→ Excerpt
Possible Futures Lab at Geography’s Annual International Conference 2014 – A Call for Artifacts

RGS-IBG 2014 Call for Artifacts:

Scrapheap Challenge for Everyday Security

Session Organisers:   Lizzie Coles-Kemp (Royal Holloway University of London) and Debi Ashenden (Cranfield University).

This session will share and explore the design and evaluation of artifacts used in innovative research methods to co-produce with communities our understandings of ‘everyday’ security.  The term ‘everyday security ‘ relates to security achieved by people on their own terms without institutional intervention to protect aspects of space and place.   The session will offer an opportunity to present these research methods in a variety of formats and will facilitate an open discussion.

Background

Notions of everyday security have resonance across several disciplines ranging from studies of identity in social and cultural geography (Hoogensen and Rottem, 2004, Massey 2004), to sociologies of the everyday (e.g. Shove et al. 2012, Lefebvre 1971, Blanchot 1987, De Certeau 2011) and theories of relationship maintenance (e.g Zimmerman 2010, Bhandari and Bardzell 2008 and Kjeldskov et al. 2005).  Everyday security has a particularly sharp focus in the area of technology design where security technologies are primarily still regarded as imputing a set of paternalistic values not necessarily shared by the communities that use these technologies (Lacy and Prince 2013, Coles-Kemp and Ashenden 2012). Danish HCI researchers  Niels Mathiasen and Susanne Bodker  (Mathiasen and Bodker 2011) went further and linked notions of the everyday with wider feelings of ontological security, arguing that if everyday security practices are to be supported through artifacts (digital or otherwise) designers need to better understand security for the individual in terms of ontological security.

Entries drawn from a collection:
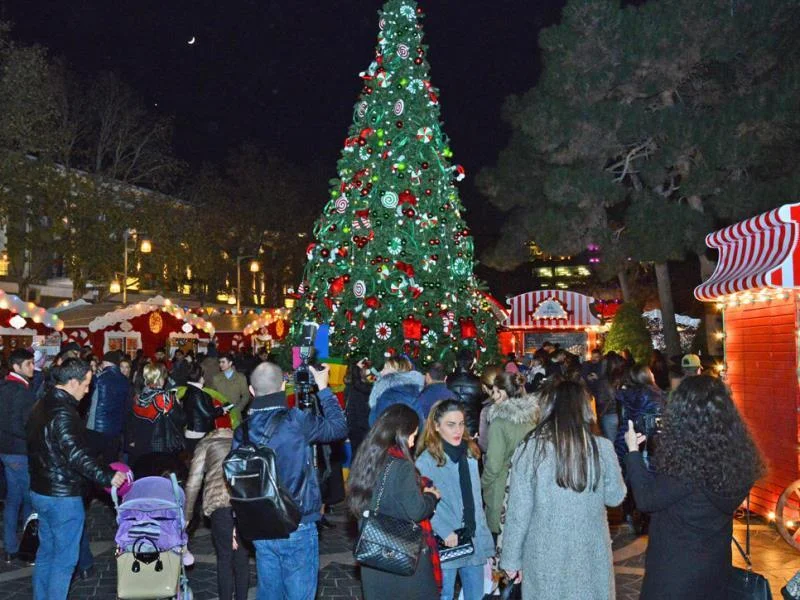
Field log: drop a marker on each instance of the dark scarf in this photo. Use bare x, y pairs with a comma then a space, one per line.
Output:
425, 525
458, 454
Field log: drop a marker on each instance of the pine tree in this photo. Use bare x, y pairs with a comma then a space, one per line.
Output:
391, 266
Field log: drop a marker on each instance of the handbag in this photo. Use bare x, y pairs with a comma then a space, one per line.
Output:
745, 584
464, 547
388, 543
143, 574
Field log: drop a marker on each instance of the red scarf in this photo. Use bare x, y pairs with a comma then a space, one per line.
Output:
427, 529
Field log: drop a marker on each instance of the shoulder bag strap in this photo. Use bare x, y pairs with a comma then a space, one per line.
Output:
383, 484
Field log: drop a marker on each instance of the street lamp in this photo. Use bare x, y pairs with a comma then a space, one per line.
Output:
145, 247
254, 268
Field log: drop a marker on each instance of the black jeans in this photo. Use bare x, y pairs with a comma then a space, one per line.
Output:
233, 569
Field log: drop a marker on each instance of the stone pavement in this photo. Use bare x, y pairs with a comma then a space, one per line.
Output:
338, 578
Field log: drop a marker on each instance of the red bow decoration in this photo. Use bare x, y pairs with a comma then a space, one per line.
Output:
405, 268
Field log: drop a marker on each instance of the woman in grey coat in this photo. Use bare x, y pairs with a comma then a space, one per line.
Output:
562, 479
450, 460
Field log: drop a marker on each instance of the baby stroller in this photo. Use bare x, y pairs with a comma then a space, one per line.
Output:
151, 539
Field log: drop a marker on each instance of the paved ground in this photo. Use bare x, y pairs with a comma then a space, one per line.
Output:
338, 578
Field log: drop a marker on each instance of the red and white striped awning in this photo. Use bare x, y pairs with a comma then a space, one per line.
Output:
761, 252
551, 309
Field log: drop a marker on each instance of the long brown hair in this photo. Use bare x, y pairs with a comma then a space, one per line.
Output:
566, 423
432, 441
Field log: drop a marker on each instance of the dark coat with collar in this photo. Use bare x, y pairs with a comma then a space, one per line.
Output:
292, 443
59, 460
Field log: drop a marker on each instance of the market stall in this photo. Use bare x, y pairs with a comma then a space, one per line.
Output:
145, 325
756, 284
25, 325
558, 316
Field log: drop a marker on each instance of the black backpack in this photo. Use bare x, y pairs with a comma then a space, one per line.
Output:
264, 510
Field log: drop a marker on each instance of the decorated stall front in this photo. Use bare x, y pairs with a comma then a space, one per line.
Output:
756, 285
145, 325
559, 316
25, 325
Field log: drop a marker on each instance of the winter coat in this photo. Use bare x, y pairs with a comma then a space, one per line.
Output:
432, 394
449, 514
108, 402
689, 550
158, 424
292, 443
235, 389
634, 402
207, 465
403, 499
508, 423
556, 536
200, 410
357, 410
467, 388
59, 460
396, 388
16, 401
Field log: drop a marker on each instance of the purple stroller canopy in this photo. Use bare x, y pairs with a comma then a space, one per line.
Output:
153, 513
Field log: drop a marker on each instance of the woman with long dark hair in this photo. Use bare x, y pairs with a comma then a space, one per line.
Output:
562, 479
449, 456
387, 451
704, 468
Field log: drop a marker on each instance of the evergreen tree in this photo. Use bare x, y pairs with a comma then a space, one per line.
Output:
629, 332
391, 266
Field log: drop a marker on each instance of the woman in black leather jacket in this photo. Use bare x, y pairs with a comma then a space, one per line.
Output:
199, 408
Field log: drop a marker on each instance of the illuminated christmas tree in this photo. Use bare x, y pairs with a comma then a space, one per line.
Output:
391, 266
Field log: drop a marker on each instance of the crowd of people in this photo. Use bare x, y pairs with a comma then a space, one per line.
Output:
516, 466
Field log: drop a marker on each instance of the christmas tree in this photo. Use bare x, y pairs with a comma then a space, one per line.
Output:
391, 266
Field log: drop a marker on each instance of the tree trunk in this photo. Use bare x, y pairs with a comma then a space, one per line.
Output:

→ Aim 1
Translate this sentence from the call for artifacts into Spanish: "The session will offer an opportunity to present these research methods in a variety of formats and will facilitate an open discussion."
→ Aim 2
Convert the part of the records that opens with the line containing "Field log: drop a marker on each instance of the evergreen" and runs to the end of the records into a JSON list of strings, one string per line, leaving out blank lines.
The call for artifacts and the records have no connection to each other.

→ Expected output 1
La sesión ofrecerá la oportunidad de presentar estos métodos de investigación en diversos formatos y facilitará un debate abierto.

→ Expected output 2
[
  "Field log: drop a marker on each instance of the evergreen tree in this photo. Use bare x, y pairs with a comma then a space, one per line.",
  "Output:",
  "629, 332",
  "391, 266",
  "Field log: drop a marker on each instance of the woman in black leather jacket in this photo. Use bare x, y pairs with a comma then a space, one per line.",
  "Output:",
  "199, 408",
  "Field log: drop a marker on each instance of the illuminated christmas tree in this photo. Use bare x, y pairs with a comma then a space, one per line.",
  "Output:",
  "391, 266",
  "Field log: drop a marker on each instance of the crowd of people in this photo. Use bare x, y pairs with a comma then a space, one per line.",
  "Output:",
  "516, 466",
  "Field log: drop a marker on each instance of the christmas tree in this photo. Use bare x, y pairs with a comma then a space, one per line.",
  "Output:",
  "391, 266",
  "Field log: drop a marker on each instance of the tree trunk in this photo. Use bare x, y pairs with a comma then a space, one per line.",
  "Output:"
]